Exercises —
**a)** List each song the text on summer songs names as a Summer Song the writer remembers most fondly, with its performer.
**b)** Quote the stretch of the text on summer songs from "I’m thinking most" through "a competency hearing.".
**c)** In the text on summer songs, which rapper is featured on both songs holding spots one and two in Billboard's Top 10?
--- Text shown Enclosed Below ---
When I was a child, which despite the rumors didn’t coincide with the Battle of Gettysburg, things were really different. A Tea Party was a classy, welcome affair. Not a political party whose combined IQ was slightly higher than a softball. There were no mass shootings in malls. Even better? No Nickleback. We did, however, have a genre of music called Summer Songs. If they didn’t have the word “summer” in them, they detailed the fun you could have in this leisurely season. All of it legal. Except for stuff mentioned by Chuck Berry. Which, if you attempted it, got you arrested and charged with the Mann Act.
I’m thinking most fondly of Hot Fun in the Summertime by Sly and the Family Stone, Vacation, by The Go Go’s and I Get Around, by The Beach Boys. I particularly love the last one. Which lists fun things like speeding around town, picking up girls and being so cool, even bad guys kept their distance. But I’m getting old. Those activities have been replaced by slamming Metamucil. Hoping the ‘girl’ I pick up has all her original teeth. Plus, the only bad guy I’m trying to scare off now is the one trying to get me into court for a competency hearing.
Anyway, yesterday, I checked out Billboard’s Top 10. Surely, I thought, there are new Summer Songs. But there weren’t. Spots one and two are called Fancy and Problem, which don’t reference the season. Plus, the titles don’t exactly rival George Bernard Shaw. Interestingly enough, both songs feature new rapper, Iggy Azalea. Iggy? Couldn’t she have used a more original, less inflammatory name to steal? Like, “Eva Braun?” Also in on the charts, is the humbly named John Legend with his song All Of Me. I don’t know if Legend’s checked, but that was the name of a song sung by Billie Holiday, a movie starring Steve Martin and, in the Bible, it comes right after Ecclesiastes. And it has nothing to do with summer. It’s also, according to that Bible, An Abomination Before The Lord. But I’ve always felt that way about Legend.
--- End of Enclosed Text shown ---
--- Excerpted records Enclosed Below ---
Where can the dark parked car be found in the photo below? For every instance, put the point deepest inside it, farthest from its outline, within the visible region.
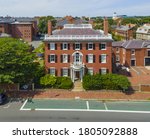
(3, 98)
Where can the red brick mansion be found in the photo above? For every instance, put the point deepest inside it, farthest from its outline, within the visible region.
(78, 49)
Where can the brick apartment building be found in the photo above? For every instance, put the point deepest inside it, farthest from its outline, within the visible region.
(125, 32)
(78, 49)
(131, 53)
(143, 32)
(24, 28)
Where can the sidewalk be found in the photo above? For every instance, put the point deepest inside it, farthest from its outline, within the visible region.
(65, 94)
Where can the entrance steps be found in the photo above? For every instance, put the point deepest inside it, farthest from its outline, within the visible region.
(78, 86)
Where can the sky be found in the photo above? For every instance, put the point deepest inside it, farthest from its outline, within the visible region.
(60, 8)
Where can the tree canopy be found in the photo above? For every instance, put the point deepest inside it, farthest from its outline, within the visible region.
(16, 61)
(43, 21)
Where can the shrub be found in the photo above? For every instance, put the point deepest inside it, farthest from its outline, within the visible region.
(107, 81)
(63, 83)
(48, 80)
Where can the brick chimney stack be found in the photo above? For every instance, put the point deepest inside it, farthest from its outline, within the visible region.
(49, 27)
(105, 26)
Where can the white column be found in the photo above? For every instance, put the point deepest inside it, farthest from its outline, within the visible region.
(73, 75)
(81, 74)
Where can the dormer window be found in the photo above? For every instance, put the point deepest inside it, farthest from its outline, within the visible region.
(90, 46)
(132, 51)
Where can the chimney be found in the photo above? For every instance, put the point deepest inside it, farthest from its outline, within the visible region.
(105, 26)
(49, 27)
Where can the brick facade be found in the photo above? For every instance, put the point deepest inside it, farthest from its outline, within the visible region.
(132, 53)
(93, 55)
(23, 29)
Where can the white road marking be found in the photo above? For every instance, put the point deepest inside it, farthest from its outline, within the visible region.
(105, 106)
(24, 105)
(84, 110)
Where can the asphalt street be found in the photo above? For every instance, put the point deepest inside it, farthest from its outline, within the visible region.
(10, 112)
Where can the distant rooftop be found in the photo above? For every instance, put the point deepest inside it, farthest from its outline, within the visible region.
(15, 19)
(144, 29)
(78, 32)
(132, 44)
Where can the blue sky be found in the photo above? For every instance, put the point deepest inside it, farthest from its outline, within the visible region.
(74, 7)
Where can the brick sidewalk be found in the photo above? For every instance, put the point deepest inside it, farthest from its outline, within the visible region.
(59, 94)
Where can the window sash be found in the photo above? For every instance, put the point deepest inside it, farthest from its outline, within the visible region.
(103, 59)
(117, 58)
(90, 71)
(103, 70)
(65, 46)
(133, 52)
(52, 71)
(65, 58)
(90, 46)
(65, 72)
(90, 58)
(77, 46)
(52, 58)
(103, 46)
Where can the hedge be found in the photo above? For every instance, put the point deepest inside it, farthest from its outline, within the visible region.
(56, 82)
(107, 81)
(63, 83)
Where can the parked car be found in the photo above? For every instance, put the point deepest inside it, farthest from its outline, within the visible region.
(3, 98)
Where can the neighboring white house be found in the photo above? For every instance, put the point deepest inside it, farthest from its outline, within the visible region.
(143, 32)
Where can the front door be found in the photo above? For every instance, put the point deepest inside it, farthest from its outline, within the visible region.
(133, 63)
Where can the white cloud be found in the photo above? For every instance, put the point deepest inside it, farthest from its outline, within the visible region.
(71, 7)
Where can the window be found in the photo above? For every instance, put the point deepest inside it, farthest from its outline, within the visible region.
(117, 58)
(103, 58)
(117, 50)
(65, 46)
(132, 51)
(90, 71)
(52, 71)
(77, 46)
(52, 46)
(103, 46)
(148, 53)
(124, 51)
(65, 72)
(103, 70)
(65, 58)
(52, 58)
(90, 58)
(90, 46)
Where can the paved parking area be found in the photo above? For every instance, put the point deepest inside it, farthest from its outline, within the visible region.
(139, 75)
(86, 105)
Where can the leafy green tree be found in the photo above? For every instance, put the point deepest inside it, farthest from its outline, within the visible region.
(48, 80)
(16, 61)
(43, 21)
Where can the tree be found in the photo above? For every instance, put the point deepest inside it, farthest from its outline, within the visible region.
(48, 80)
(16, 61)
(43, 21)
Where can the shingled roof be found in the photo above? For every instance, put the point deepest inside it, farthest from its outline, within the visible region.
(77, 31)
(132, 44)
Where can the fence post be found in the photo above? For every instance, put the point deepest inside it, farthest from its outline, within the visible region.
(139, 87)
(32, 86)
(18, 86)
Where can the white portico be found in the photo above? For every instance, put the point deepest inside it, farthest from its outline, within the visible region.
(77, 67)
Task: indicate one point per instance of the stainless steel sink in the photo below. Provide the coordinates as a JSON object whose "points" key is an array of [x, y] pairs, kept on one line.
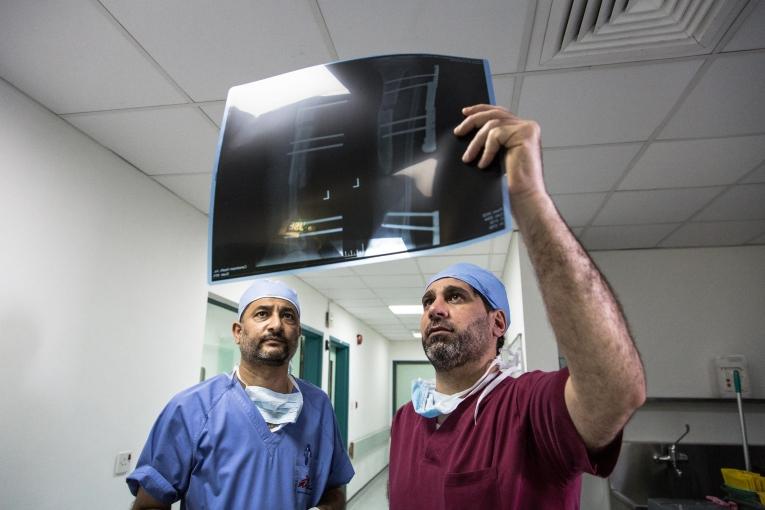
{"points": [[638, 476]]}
--- End of Enclosed Excerpted records ---
--- Excerpted records Enclosed Below ---
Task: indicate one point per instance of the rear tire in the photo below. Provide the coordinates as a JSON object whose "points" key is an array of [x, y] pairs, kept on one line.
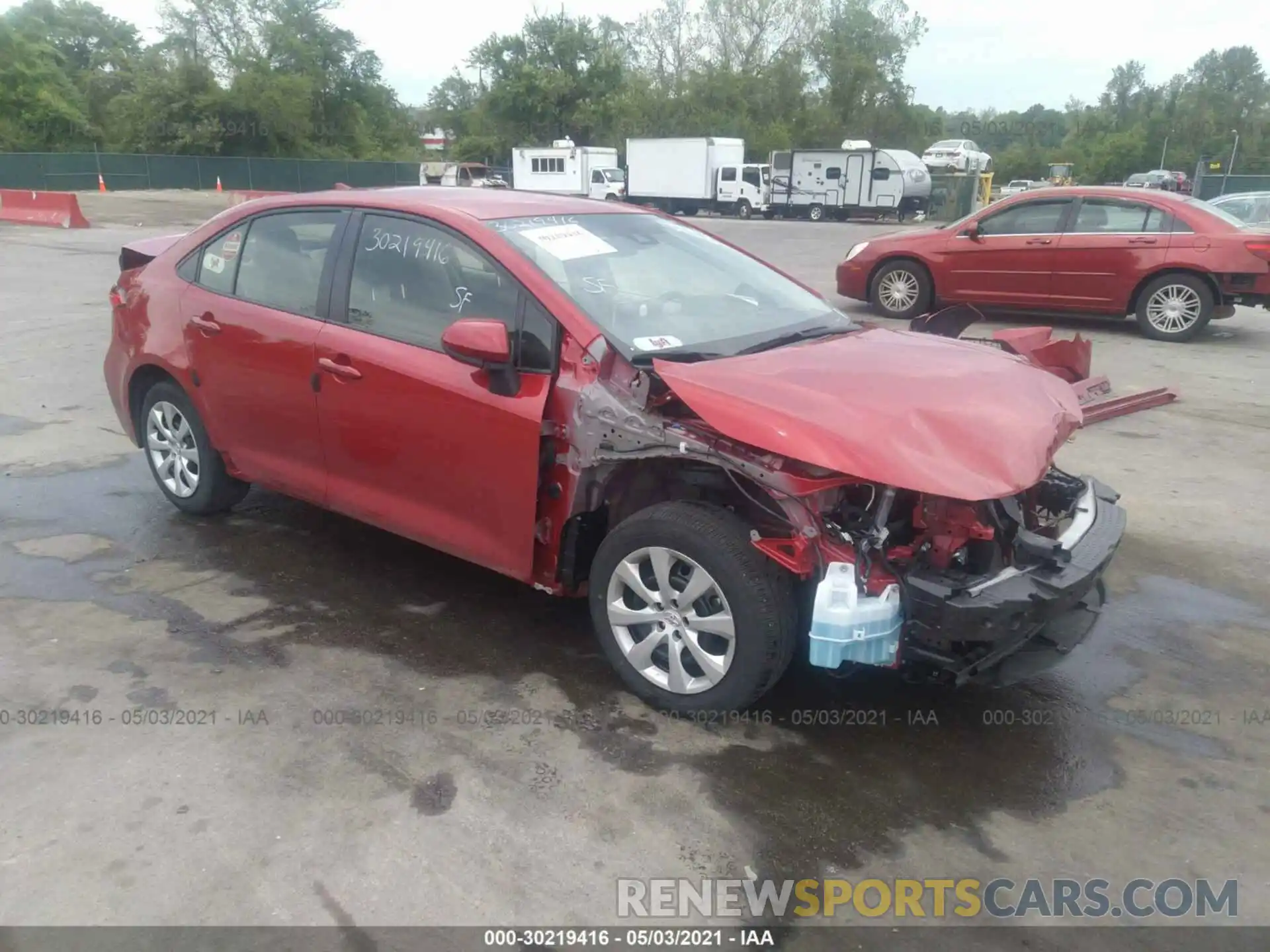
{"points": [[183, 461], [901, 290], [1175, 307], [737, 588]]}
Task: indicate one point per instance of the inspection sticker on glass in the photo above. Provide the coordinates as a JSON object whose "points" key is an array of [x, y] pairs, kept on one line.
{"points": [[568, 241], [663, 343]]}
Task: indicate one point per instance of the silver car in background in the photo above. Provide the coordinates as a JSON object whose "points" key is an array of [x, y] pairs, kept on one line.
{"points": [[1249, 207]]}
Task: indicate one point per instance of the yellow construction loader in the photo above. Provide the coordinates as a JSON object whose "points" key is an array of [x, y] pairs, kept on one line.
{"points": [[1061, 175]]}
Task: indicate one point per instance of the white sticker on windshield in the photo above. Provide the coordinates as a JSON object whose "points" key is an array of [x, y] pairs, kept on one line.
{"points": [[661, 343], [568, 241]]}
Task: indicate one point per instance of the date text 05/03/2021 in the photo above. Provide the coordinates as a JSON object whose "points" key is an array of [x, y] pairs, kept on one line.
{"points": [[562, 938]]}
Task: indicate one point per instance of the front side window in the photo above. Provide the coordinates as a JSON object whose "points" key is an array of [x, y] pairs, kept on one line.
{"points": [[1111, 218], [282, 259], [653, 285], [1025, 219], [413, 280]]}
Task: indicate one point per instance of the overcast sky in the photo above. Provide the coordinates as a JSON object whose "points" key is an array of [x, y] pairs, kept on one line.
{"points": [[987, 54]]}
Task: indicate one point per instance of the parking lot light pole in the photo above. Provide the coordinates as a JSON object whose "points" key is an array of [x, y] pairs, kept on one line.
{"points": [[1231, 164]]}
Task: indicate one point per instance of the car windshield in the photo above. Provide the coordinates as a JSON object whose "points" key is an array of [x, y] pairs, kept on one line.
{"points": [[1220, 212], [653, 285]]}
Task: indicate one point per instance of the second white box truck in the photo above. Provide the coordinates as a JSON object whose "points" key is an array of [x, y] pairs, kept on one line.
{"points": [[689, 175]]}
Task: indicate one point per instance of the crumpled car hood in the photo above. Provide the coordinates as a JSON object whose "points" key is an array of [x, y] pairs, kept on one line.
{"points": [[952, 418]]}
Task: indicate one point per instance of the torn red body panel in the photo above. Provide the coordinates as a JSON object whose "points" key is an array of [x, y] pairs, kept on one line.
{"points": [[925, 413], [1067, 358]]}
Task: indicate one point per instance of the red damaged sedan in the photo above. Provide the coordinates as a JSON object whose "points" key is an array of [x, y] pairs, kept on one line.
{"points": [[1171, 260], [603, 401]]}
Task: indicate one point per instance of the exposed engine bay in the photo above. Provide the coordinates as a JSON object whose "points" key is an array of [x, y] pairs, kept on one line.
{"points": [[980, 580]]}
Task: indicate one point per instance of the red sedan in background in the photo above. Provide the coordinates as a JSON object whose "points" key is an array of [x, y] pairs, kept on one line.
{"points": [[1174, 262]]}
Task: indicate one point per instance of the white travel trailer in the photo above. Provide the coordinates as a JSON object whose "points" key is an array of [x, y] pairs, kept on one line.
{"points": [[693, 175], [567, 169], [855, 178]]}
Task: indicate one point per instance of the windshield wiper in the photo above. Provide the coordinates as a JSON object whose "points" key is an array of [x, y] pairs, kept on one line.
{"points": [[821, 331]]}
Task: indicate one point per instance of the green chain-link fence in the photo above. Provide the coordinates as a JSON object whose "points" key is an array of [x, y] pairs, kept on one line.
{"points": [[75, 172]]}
--- End of Enclosed Excerpted records ---
Expected responses —
**a)**
Hot Fun in the Summertime, by Sly and the Family Stone
Vacation, by The Go Go's
I Get Around, by The Beach Boys

**b)**
I’m thinking most fondly of Hot Fun in the Summertime by Sly and the Family Stone, Vacation, by The Go Go’s and I Get Around, by The Beach Boys. I particularly love the last one. Which lists fun things like speeding around town, picking up girls and being so cool, even bad guys kept their distance. But I’m getting old. Those activities have been replaced by slamming Metamucil. Hoping the ‘girl’ I pick up has all her original teeth. Plus, the only bad guy I’m trying to scare off now is the one trying to get me into court for a competency hearing.

**c)** Iggy Azalea